### WORK TO COMPLETE:
Locate each line in the records below that contains the word "identify", and copy every such line in full. The match is case-sensitive.

Some records:
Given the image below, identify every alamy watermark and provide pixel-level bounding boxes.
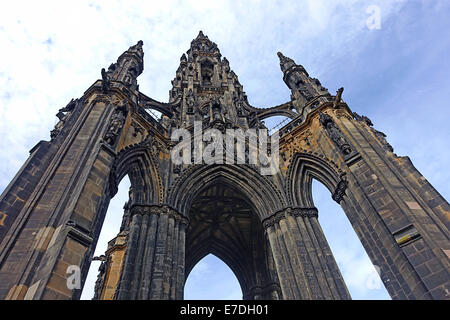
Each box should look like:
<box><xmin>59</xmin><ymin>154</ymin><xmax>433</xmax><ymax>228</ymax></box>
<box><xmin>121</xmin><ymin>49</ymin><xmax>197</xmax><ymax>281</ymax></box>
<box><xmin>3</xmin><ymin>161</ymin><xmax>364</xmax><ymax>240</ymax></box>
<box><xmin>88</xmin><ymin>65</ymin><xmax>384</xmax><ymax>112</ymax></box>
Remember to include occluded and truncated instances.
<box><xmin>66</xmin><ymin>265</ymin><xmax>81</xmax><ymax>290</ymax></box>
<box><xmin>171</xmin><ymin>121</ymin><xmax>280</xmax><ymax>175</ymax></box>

==

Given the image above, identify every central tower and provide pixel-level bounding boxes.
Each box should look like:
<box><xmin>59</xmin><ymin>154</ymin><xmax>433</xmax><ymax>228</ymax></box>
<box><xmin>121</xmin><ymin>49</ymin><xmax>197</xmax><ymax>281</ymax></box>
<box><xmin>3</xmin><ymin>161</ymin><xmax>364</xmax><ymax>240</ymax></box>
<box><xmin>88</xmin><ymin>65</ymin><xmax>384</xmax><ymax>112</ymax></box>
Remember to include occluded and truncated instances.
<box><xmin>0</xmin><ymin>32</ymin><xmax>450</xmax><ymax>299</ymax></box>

==

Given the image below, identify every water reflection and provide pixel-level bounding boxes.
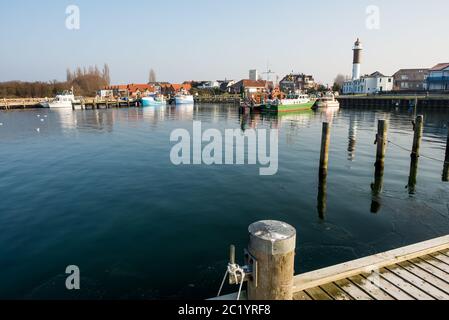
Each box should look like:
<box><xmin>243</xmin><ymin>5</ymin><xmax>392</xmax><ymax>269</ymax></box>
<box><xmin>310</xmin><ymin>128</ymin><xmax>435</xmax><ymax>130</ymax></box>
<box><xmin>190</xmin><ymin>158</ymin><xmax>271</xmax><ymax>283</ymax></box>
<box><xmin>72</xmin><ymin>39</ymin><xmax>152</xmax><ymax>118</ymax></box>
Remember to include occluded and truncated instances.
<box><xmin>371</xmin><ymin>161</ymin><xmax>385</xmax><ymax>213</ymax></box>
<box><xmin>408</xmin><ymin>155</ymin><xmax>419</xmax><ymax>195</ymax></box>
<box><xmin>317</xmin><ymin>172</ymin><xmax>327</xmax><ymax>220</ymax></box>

### ANSWER IN FULL:
Given the image below, identify every alamy watermark and provide pixel-level bounding boxes.
Given the image above, identify every central tower and provide pixel-level bounding boxes.
Given the image below, identify every water reflection and provide pixel-level bounding boxes.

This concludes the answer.